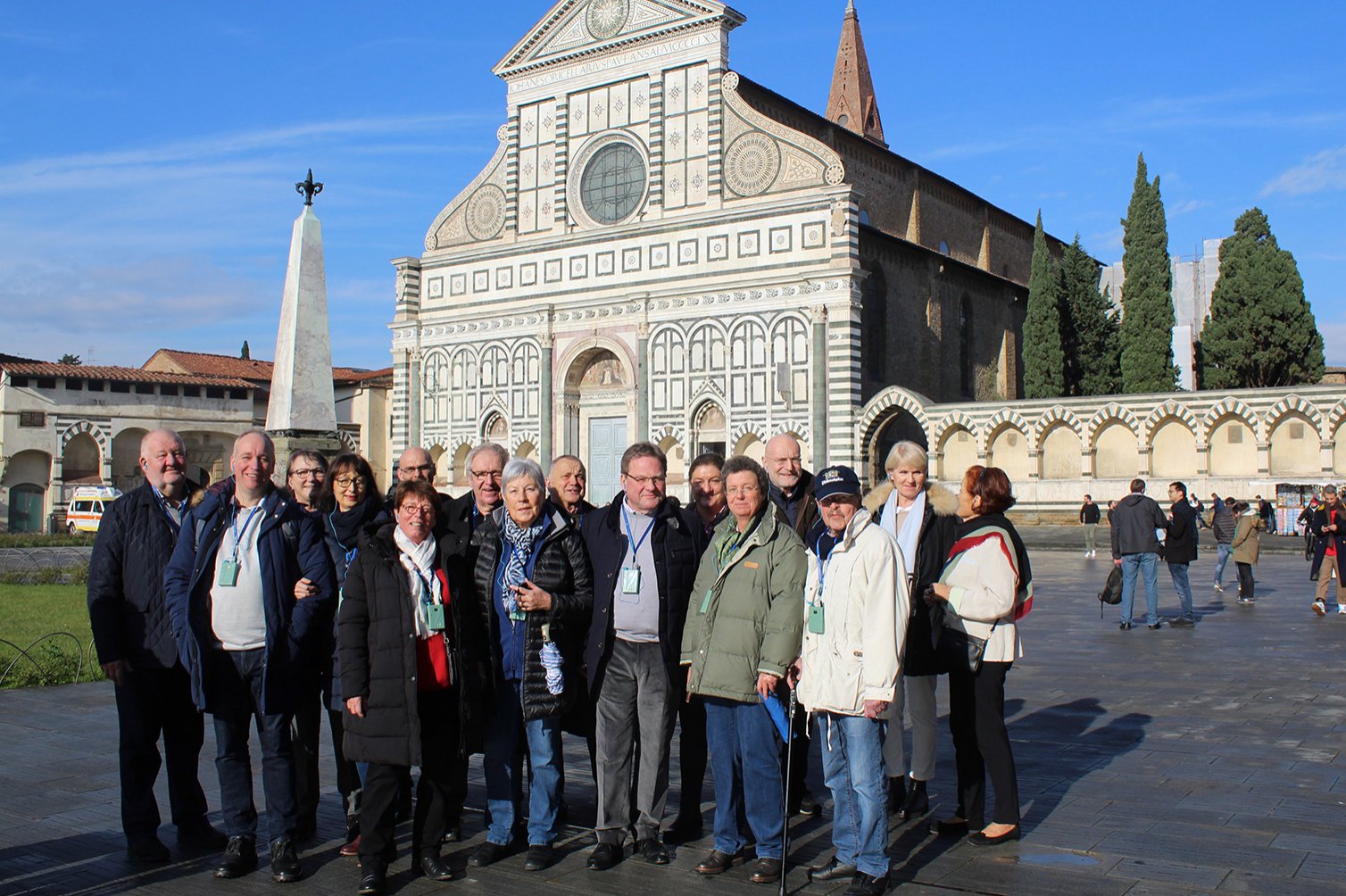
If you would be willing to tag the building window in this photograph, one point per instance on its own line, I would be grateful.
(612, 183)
════════
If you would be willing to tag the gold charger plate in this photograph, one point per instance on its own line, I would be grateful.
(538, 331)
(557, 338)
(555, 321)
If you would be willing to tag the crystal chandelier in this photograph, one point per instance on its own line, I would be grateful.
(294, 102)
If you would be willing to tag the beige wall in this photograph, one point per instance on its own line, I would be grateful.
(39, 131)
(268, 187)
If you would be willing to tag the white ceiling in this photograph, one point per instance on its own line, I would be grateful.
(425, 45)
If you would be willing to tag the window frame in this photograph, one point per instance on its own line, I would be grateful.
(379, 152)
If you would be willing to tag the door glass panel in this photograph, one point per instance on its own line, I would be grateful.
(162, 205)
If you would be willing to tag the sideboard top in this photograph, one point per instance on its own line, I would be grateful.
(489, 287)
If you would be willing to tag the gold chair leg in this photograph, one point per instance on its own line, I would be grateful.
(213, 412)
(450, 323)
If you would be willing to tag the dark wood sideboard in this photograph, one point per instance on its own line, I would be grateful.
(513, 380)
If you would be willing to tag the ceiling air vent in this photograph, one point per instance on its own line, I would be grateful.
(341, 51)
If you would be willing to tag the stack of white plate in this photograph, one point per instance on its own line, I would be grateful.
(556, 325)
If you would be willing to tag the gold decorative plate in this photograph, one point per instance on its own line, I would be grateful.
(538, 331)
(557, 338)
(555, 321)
════════
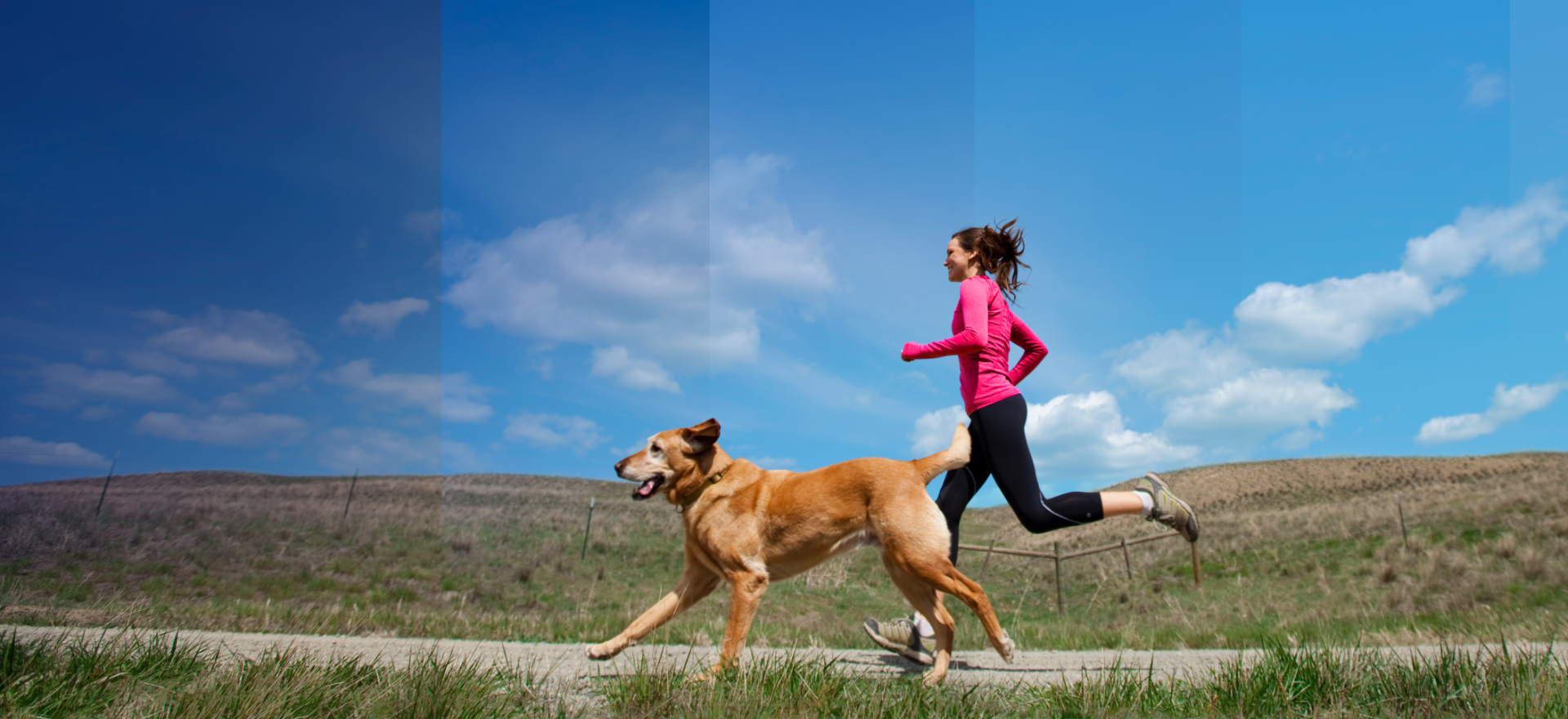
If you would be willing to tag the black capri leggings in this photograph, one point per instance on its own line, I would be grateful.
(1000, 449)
════════
TASK DETAILS:
Copy out the part that opens with the line containing "If you would be willing to tag the black" and closes with the line containing "(1000, 449)", substituting "cropped leggings" for "capri leggings" and leaving everything else unchanged.

SOLUTION:
If you would be willing to tag the black cropped leggings in this photograph, one point per instance on its own line, I would be grateful.
(1000, 449)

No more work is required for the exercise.